What you need to do »
Your job is to report every line of the entries that has "background".

(Region pointing data)
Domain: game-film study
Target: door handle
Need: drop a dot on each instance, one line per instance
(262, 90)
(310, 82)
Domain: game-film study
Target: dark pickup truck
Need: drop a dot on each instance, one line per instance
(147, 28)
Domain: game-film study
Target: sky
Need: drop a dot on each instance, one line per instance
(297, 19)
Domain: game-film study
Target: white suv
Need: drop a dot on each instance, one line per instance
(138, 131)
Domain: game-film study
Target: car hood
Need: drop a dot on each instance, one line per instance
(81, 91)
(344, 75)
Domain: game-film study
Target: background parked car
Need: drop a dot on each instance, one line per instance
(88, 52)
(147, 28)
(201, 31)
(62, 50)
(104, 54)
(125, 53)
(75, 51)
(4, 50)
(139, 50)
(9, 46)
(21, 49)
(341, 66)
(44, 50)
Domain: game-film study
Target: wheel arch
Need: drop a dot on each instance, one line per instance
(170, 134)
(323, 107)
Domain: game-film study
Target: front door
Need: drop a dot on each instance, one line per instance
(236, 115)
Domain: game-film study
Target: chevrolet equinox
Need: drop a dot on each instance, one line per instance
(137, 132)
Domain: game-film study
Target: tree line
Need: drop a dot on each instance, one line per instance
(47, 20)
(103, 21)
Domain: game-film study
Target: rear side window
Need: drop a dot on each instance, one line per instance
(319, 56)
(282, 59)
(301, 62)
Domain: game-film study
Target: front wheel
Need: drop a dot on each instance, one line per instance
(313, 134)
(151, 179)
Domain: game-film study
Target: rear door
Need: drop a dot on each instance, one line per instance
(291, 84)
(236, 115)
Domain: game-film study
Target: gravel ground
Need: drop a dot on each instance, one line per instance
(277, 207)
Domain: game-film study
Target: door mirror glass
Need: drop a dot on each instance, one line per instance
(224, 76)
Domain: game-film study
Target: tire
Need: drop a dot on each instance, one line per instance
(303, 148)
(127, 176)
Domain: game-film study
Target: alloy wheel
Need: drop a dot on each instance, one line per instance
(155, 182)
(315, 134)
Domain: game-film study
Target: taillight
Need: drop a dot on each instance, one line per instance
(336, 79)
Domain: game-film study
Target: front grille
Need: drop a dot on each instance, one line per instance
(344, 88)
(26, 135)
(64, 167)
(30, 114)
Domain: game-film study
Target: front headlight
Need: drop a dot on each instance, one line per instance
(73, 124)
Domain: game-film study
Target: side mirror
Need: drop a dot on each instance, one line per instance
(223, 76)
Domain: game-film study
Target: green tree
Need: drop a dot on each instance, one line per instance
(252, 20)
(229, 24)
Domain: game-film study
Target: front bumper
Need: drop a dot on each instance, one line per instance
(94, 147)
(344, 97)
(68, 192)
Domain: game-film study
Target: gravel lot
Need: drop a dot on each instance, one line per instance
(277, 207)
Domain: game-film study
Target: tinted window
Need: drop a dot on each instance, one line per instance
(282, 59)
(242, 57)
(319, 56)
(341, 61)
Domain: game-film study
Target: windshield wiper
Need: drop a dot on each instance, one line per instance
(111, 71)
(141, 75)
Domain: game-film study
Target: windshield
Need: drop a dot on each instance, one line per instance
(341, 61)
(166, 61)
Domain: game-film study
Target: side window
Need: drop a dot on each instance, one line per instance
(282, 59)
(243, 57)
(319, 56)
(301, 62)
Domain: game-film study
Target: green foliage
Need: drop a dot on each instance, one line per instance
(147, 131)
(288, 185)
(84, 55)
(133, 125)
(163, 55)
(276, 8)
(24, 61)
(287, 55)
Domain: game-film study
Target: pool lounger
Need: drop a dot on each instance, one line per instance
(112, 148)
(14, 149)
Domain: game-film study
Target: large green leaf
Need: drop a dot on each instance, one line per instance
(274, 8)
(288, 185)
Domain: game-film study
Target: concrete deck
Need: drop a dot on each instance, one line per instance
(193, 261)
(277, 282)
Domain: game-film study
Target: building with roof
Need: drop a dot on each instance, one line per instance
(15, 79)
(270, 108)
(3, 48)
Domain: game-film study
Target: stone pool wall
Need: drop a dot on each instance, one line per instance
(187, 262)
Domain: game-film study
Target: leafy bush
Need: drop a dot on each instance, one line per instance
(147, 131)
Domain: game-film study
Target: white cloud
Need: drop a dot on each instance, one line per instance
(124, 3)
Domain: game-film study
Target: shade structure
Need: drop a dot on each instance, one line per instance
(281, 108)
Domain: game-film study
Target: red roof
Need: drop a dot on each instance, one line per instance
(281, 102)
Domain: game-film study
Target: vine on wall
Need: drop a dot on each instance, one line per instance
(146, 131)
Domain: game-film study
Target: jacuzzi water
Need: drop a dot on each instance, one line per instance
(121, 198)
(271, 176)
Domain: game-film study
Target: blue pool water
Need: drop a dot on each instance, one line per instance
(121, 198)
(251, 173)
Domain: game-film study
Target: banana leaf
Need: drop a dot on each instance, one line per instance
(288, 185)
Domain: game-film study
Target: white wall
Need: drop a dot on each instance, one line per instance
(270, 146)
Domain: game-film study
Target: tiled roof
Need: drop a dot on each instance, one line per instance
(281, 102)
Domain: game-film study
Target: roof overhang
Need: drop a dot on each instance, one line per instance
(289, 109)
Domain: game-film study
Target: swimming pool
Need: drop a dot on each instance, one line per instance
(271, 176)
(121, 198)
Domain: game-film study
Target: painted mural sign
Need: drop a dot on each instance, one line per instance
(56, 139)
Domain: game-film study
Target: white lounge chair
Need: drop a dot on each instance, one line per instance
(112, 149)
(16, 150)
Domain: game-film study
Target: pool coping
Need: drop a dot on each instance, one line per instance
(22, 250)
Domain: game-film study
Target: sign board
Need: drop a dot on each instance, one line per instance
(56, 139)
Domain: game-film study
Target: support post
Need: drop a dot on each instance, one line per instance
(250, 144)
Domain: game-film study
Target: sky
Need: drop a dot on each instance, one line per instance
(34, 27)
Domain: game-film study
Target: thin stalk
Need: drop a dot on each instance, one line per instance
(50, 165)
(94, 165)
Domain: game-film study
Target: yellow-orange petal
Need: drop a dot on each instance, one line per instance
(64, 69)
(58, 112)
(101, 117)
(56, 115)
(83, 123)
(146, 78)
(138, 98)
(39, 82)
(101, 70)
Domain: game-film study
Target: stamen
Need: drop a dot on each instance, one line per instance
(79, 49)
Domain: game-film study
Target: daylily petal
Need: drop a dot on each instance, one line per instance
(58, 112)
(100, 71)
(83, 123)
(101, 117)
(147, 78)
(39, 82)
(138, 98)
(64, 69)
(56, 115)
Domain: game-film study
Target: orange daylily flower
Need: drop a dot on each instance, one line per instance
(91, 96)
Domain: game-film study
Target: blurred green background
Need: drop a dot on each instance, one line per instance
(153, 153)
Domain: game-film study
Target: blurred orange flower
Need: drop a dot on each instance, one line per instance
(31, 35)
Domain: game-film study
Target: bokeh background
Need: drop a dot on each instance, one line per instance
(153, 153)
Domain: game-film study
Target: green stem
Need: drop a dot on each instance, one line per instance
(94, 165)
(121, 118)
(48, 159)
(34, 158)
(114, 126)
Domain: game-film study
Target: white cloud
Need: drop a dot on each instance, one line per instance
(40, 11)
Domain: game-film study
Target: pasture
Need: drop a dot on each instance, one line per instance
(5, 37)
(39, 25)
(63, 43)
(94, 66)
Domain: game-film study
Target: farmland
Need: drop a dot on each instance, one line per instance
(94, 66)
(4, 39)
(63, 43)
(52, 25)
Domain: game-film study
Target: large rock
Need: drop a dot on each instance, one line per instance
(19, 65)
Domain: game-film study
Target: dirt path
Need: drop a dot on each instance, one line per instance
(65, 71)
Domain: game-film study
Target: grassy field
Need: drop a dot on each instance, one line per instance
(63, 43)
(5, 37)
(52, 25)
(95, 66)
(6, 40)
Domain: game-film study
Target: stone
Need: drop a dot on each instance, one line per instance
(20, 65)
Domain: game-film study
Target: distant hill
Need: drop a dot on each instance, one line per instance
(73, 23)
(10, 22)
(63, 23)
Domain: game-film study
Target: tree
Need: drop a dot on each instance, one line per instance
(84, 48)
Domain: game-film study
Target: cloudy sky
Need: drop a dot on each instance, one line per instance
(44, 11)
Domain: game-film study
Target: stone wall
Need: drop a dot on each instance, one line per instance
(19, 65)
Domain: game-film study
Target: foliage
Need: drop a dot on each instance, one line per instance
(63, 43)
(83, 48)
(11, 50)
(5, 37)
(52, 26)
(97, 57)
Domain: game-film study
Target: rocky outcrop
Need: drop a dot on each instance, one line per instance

Response box »
Target: background parked car
Target: blurred green background
Target: bokeh background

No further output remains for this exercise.